**Written instruction**
Gather each line in the records below that contains the word "Return", treating uppercase and lowercase as distinct.

**Entries shown**
|---|
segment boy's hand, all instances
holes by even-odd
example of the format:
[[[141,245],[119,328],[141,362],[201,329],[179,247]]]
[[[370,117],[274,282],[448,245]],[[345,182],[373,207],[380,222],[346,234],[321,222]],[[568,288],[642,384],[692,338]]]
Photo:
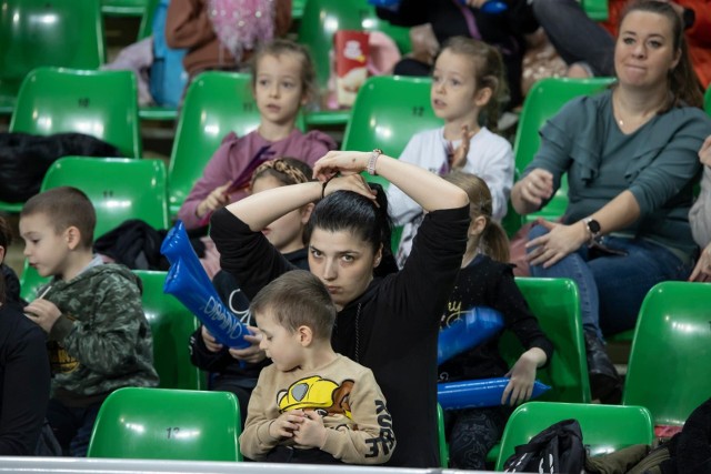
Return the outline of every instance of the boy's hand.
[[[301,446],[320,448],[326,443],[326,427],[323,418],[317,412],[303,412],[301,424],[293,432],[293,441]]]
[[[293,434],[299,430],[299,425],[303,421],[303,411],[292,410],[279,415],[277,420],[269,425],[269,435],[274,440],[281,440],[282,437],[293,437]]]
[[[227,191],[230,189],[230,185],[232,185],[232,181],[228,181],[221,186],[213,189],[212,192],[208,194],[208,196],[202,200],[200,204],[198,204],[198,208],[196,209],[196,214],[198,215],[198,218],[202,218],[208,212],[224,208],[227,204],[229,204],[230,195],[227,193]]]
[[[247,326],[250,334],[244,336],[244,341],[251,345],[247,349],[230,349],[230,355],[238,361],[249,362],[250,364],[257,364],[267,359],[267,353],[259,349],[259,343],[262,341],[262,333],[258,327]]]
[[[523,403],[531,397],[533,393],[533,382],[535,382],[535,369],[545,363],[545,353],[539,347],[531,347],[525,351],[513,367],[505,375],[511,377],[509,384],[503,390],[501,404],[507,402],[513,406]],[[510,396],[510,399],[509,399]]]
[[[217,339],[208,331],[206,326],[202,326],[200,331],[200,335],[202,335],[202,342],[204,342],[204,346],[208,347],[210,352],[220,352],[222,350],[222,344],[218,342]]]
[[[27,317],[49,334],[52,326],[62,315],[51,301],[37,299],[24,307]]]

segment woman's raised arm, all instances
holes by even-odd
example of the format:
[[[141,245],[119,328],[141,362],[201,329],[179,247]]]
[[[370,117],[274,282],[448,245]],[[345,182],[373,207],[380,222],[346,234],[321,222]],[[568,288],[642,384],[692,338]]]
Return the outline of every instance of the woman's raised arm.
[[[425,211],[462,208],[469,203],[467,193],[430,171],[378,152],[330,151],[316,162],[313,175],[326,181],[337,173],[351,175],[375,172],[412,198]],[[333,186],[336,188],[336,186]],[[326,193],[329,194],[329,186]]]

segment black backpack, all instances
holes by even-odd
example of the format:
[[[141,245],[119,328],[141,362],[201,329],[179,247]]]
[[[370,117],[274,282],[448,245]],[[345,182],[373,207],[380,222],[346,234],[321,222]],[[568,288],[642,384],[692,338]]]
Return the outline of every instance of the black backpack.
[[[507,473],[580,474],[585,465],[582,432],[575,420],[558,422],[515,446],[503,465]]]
|---|
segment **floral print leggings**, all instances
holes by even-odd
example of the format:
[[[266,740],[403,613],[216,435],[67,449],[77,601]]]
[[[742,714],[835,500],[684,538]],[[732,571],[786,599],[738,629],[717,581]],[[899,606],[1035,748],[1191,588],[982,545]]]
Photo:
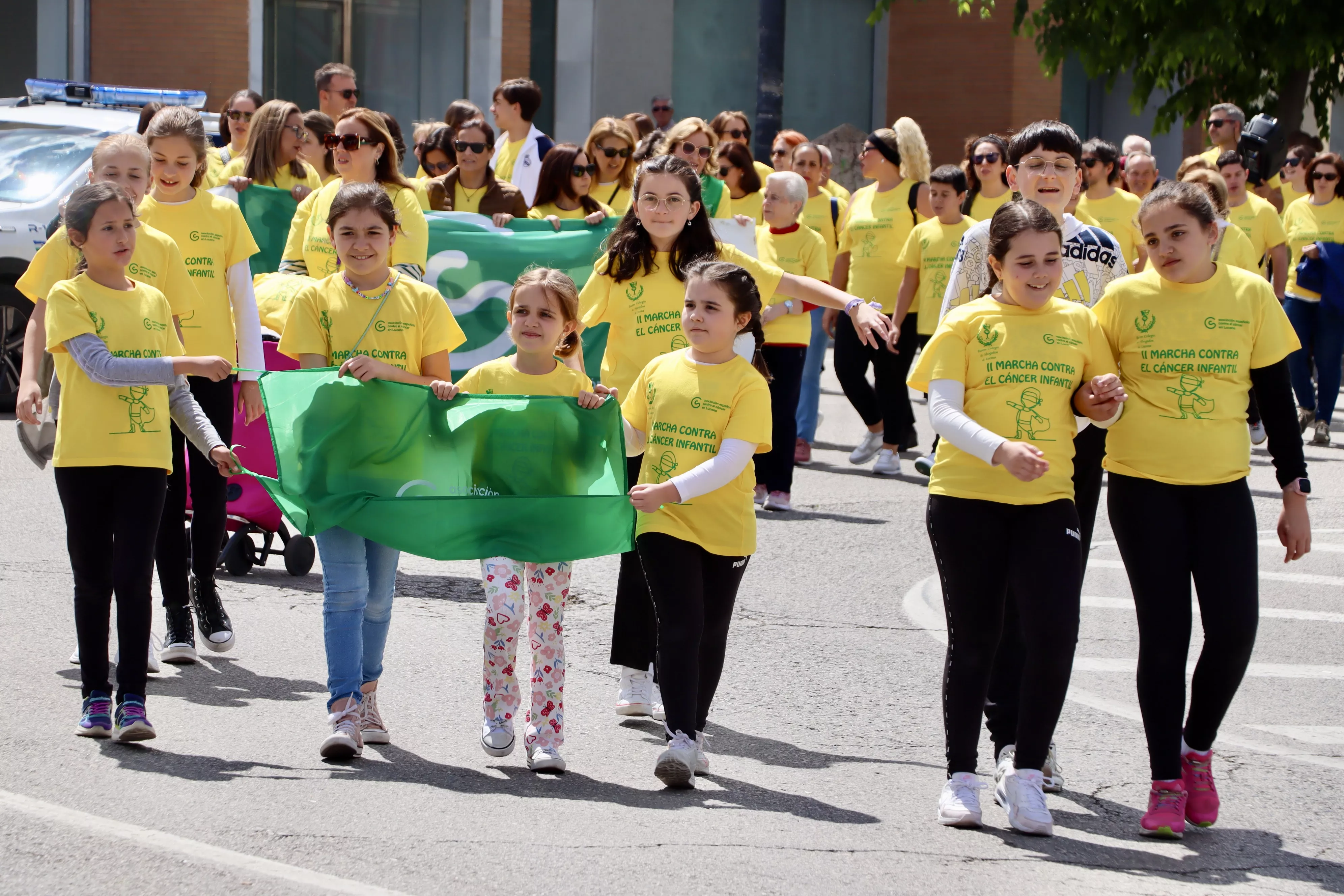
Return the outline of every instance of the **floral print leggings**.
|---|
**Reply to the exercise**
Return the outline of every instance of the boy's hand.
Return the outline of every instance of the woman's raised arm.
Return the outline of every instance of the black backpack.
Return the outline of every instance of the **floral print leggings**.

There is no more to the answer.